> **INSTRUCTION**:
Rewrite the material below so that every "screenshot" becomes "photo", with nothing else changed. Leave the pictures out of your answer.

[Dataset entries]
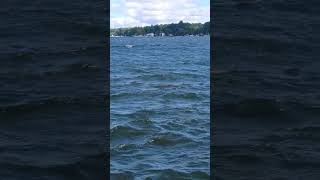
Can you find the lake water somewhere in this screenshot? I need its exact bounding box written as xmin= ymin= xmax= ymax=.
xmin=110 ymin=36 xmax=210 ymax=179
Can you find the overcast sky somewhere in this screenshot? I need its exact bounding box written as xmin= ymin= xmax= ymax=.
xmin=110 ymin=0 xmax=210 ymax=28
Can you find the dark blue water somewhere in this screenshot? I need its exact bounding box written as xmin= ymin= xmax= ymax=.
xmin=211 ymin=0 xmax=320 ymax=180
xmin=0 ymin=0 xmax=108 ymax=180
xmin=110 ymin=36 xmax=210 ymax=179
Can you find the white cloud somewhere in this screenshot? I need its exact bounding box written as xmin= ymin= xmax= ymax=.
xmin=111 ymin=0 xmax=210 ymax=28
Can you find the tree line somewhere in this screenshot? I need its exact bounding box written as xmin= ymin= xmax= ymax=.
xmin=110 ymin=21 xmax=210 ymax=36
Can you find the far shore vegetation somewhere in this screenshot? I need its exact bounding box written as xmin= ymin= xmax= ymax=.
xmin=110 ymin=21 xmax=210 ymax=37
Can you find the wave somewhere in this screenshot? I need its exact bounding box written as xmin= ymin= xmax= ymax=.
xmin=0 ymin=97 xmax=104 ymax=117
xmin=163 ymin=92 xmax=201 ymax=100
xmin=110 ymin=125 xmax=146 ymax=139
xmin=148 ymin=133 xmax=193 ymax=147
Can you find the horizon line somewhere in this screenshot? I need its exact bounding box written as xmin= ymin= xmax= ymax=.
xmin=110 ymin=20 xmax=210 ymax=30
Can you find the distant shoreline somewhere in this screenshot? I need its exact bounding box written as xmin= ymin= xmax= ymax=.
xmin=110 ymin=21 xmax=210 ymax=37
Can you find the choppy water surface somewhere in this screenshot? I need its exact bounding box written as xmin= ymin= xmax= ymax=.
xmin=110 ymin=37 xmax=210 ymax=179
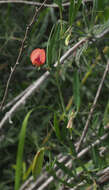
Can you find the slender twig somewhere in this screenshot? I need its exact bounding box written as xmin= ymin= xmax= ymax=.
xmin=76 ymin=60 xmax=109 ymax=152
xmin=0 ymin=29 xmax=109 ymax=129
xmin=20 ymin=133 xmax=109 ymax=190
xmin=0 ymin=0 xmax=47 ymax=110
xmin=0 ymin=0 xmax=92 ymax=8
xmin=0 ymin=38 xmax=87 ymax=129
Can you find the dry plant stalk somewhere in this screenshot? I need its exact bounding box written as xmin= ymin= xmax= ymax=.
xmin=0 ymin=0 xmax=47 ymax=110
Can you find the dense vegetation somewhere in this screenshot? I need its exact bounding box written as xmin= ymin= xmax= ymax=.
xmin=0 ymin=0 xmax=109 ymax=190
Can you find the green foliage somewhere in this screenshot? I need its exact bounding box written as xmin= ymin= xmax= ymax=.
xmin=15 ymin=110 xmax=32 ymax=190
xmin=32 ymin=148 xmax=45 ymax=180
xmin=0 ymin=0 xmax=109 ymax=190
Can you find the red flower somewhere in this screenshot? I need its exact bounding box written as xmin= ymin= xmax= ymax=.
xmin=30 ymin=48 xmax=46 ymax=67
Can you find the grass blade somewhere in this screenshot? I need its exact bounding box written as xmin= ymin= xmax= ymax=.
xmin=14 ymin=110 xmax=33 ymax=190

> **THE ANSWER**:
Can you find the lake water somewhere in this photo? I need its exact bounding box written as xmin= ymin= xmax= ymax=.
xmin=110 ymin=36 xmax=210 ymax=179
Can you find the overcast sky somewhere in this photo? I need its exact bounding box written as xmin= ymin= xmax= ymax=.
xmin=110 ymin=0 xmax=210 ymax=28
Can you find the dark blue water somewhere in this photo? I need its exact bounding box written as xmin= ymin= xmax= ymax=.
xmin=211 ymin=0 xmax=320 ymax=180
xmin=0 ymin=0 xmax=108 ymax=180
xmin=110 ymin=36 xmax=210 ymax=179
Can you find the white cloud somewhere in this photo? I need its exact bounding box written as xmin= ymin= xmax= ymax=.
xmin=111 ymin=0 xmax=210 ymax=28
Can you find the tree line somewhere in this photo? I need its exact bounding box written as xmin= ymin= xmax= ymax=.
xmin=110 ymin=21 xmax=210 ymax=36
Can you find the far shore vegetation somewhere in this photo? I need its exact bounding box written as xmin= ymin= xmax= ymax=.
xmin=110 ymin=21 xmax=210 ymax=37
Can you find the wave somewhere in this photo? I need its exact bounding box written as xmin= ymin= xmax= ymax=.
xmin=0 ymin=97 xmax=104 ymax=117
xmin=163 ymin=92 xmax=201 ymax=100
xmin=110 ymin=125 xmax=146 ymax=139
xmin=148 ymin=133 xmax=193 ymax=147
Can you find the horizon line somewhere in this photo? I need its exact bounding box written as xmin= ymin= xmax= ymax=.
xmin=110 ymin=20 xmax=210 ymax=30
Can you find the distant shoreline somewhere in this photo? I need its exact bounding box written as xmin= ymin= xmax= ymax=.
xmin=110 ymin=21 xmax=210 ymax=37
Can you find the choppy water surface somewhere in this photo? I need its exact bounding box written as xmin= ymin= xmax= ymax=.
xmin=110 ymin=37 xmax=210 ymax=179
Can you find the slender twig somewhere in this photo? I need its exact bounding box written as xmin= ymin= xmax= ymax=.
xmin=76 ymin=60 xmax=109 ymax=152
xmin=0 ymin=29 xmax=109 ymax=129
xmin=20 ymin=133 xmax=109 ymax=190
xmin=0 ymin=0 xmax=47 ymax=110
xmin=0 ymin=0 xmax=92 ymax=8
xmin=0 ymin=38 xmax=87 ymax=129
Can you find the dry plant stalk somewhere in this photo? I need its exact bounding box written as xmin= ymin= xmax= ymax=.
xmin=0 ymin=0 xmax=47 ymax=110
Can you find the dense vegetation somewhere in this photo? I need its exact bounding box written as xmin= ymin= xmax= ymax=.
xmin=0 ymin=0 xmax=109 ymax=190
Can you find the green foliage somewhere in this photo? I need its exact bounding box written as xmin= ymin= xmax= ymax=.
xmin=15 ymin=110 xmax=32 ymax=190
xmin=32 ymin=148 xmax=45 ymax=180
xmin=0 ymin=0 xmax=109 ymax=190
Can you find the red flower somewhere in this photo? I need its exact bounding box written as xmin= ymin= xmax= ymax=.
xmin=30 ymin=48 xmax=46 ymax=67
Can you find the grass blade somewhere in this photo? I need its exact bounding box written as xmin= ymin= xmax= ymax=.
xmin=14 ymin=110 xmax=33 ymax=190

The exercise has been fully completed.